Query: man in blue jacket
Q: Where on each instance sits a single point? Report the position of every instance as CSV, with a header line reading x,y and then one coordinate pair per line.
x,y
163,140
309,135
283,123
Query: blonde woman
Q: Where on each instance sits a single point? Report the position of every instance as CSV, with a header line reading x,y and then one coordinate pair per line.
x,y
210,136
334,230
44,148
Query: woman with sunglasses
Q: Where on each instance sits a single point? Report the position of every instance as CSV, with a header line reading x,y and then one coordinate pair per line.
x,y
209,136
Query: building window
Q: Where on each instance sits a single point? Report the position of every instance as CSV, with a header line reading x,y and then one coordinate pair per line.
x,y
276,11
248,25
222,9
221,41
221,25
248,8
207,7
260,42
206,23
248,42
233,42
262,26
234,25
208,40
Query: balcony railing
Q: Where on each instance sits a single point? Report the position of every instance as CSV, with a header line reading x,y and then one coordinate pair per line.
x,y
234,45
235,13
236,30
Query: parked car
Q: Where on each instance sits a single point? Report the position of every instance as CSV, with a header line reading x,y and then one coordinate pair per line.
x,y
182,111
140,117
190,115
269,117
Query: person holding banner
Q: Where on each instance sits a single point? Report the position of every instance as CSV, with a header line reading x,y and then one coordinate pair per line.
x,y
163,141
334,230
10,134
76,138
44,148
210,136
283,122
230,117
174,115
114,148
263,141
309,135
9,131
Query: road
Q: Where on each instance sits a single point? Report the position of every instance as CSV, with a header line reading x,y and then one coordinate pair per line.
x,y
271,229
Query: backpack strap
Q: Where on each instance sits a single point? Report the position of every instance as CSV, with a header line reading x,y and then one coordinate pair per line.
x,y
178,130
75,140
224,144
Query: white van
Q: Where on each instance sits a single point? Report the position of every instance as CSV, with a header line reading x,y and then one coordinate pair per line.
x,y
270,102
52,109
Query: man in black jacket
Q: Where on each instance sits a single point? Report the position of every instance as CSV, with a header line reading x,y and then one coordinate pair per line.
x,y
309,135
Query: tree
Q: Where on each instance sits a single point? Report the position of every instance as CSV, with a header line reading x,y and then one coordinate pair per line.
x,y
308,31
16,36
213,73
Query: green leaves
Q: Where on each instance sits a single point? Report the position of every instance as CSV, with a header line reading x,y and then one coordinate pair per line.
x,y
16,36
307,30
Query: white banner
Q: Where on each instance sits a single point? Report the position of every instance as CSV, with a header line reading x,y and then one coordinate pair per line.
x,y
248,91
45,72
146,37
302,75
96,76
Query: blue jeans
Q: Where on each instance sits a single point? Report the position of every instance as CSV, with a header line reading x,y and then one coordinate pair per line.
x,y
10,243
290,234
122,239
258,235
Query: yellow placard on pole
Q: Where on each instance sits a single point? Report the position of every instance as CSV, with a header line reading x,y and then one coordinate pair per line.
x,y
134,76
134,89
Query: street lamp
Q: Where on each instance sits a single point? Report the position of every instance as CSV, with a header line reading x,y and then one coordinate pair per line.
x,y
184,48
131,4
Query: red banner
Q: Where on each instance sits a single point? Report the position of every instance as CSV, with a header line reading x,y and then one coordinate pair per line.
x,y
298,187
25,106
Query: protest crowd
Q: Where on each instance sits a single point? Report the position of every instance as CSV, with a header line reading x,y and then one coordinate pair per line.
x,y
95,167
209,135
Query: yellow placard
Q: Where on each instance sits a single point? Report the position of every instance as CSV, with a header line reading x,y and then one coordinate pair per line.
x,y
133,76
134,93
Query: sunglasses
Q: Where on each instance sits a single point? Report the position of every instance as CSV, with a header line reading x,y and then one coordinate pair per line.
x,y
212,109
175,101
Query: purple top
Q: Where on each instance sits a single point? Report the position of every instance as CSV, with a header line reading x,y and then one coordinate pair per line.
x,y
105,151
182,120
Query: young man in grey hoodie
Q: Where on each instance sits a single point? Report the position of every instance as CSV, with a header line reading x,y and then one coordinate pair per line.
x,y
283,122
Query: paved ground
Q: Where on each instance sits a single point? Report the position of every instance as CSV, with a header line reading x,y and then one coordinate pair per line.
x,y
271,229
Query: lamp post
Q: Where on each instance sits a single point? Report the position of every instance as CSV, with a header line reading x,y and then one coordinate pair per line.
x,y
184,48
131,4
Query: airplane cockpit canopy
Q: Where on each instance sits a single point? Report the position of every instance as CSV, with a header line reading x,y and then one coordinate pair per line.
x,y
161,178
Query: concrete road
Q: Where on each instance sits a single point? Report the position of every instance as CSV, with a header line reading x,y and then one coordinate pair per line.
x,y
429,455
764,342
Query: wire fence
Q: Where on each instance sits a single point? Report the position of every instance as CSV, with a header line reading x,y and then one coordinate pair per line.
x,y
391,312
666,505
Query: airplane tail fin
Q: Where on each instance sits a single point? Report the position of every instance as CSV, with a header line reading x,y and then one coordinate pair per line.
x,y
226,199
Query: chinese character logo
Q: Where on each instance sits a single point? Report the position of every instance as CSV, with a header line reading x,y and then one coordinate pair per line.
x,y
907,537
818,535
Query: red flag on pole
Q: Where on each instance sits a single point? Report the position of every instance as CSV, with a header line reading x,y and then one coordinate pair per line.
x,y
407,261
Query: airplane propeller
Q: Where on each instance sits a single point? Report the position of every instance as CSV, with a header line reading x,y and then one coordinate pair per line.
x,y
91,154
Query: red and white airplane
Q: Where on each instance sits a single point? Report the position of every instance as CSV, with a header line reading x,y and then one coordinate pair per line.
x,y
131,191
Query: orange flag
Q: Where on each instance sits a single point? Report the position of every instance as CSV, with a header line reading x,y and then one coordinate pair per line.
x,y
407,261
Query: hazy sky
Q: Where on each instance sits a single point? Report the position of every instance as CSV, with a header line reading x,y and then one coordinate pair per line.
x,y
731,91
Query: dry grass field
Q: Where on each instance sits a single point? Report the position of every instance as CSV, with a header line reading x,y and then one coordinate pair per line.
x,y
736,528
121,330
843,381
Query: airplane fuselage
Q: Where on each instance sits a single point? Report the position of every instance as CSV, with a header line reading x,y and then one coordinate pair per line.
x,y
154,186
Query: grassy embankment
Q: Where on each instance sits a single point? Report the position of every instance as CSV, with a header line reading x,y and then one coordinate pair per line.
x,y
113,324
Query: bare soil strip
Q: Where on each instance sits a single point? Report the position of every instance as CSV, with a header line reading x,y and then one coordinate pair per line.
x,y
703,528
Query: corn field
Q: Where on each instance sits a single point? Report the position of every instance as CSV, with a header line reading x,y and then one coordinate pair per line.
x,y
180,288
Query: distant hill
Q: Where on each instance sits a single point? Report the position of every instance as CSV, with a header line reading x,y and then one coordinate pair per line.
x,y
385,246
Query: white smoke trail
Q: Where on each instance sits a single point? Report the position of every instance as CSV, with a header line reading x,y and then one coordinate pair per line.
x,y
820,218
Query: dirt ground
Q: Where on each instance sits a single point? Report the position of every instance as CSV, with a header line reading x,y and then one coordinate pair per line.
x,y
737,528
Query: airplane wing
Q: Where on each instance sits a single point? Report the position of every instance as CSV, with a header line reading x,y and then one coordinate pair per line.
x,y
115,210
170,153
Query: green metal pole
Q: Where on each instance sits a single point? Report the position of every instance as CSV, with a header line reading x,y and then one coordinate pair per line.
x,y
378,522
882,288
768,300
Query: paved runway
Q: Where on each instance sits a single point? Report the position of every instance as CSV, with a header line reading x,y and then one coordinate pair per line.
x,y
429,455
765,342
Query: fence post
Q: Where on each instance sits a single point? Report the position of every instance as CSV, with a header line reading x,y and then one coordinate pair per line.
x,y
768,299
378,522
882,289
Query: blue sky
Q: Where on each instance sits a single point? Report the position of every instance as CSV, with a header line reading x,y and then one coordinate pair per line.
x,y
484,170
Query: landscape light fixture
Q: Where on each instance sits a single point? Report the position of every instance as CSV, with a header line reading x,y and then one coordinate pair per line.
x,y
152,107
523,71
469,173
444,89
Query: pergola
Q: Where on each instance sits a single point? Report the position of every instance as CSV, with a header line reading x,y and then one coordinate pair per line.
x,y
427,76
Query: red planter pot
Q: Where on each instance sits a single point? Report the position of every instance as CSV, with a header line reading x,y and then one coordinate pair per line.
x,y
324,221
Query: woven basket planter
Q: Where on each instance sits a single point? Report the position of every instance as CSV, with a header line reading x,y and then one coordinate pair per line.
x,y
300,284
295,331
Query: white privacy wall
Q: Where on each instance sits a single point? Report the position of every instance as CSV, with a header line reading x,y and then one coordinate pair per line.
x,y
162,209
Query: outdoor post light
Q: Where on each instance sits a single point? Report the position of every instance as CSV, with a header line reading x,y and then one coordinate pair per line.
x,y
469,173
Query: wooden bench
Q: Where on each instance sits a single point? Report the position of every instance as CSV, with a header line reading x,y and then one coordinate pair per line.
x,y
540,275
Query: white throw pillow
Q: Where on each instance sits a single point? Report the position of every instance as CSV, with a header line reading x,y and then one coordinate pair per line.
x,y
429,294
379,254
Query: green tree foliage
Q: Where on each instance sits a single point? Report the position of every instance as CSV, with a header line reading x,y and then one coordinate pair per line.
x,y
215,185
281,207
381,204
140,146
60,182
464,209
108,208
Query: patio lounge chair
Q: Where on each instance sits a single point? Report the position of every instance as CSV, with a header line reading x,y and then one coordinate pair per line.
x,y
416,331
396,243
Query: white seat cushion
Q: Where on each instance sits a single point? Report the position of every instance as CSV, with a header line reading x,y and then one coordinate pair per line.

**Activity**
Copy the records above exactly, beginning at the line that contains "Query: man in black jacket" and stopping after the line that contains "Query: tree".

**Expected answer**
Query: man in black jacket
Q: Where on each instance sits a single point? Report the position of every instance as CSV, with a header line reading x,y and then one coordinate pair per line.
x,y
309,135
Query: tree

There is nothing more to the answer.